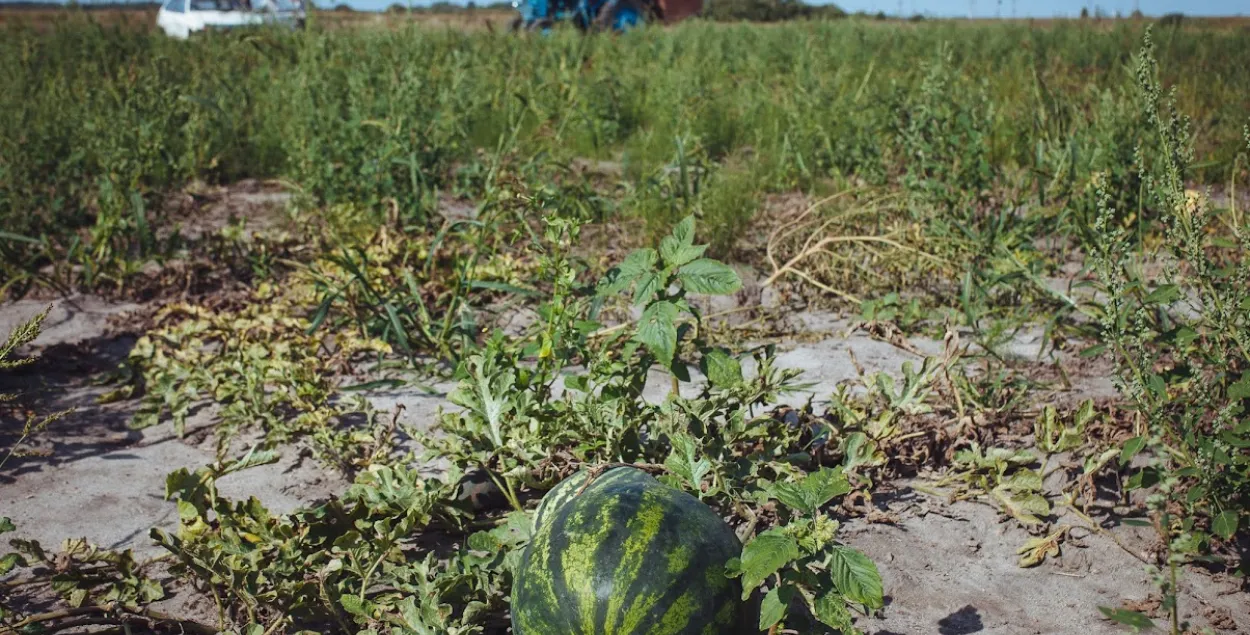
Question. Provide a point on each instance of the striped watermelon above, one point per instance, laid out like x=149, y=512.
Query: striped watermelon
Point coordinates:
x=628, y=555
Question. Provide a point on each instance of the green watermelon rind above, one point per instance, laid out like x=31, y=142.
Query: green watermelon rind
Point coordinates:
x=653, y=555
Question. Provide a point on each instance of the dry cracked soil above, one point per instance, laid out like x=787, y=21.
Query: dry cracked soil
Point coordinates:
x=949, y=568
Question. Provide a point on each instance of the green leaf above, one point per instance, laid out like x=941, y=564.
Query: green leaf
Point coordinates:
x=1131, y=448
x=356, y=606
x=723, y=369
x=709, y=276
x=684, y=231
x=675, y=254
x=1024, y=506
x=813, y=491
x=648, y=286
x=684, y=461
x=623, y=275
x=1093, y=351
x=856, y=576
x=1164, y=294
x=9, y=561
x=658, y=331
x=1240, y=389
x=1225, y=525
x=830, y=609
x=774, y=606
x=1156, y=385
x=1134, y=620
x=764, y=556
x=1185, y=336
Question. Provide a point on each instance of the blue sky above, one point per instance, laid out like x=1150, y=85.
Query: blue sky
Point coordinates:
x=983, y=8
x=954, y=8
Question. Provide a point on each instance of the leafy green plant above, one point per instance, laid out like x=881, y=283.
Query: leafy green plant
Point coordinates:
x=1181, y=346
x=661, y=279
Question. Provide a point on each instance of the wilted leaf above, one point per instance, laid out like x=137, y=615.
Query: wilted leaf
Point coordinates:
x=813, y=491
x=1240, y=389
x=1035, y=550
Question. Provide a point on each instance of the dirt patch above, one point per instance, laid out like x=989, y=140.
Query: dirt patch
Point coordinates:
x=951, y=569
x=948, y=568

### SHORT TASK:
Please output the data from its start through the line containing "x=949, y=568" as a two-column CSV with headers text and answer. Give one row for each text and the answer that follows it, with each value in a single quoted field and line breaks replaced by spaces, and leave the pictures out.

### FINAL RESULT:
text,answer
"Question. Provide a point on each instance of the striped watermelon above, one point per instance, laid out like x=149, y=512. Query: striped watermelon Point coordinates:","x=628, y=555"
"Question. Provide a point on each instance of the green watermelon rind above, one point per instance, laid out like x=31, y=142. Query: green watermelon rind Point coordinates:","x=653, y=555"
"Question. Provide a point on each instance of the dry cracked soil above, one point per instance, laid out like x=787, y=21. Query: dry cracked soil Point coordinates:","x=949, y=568"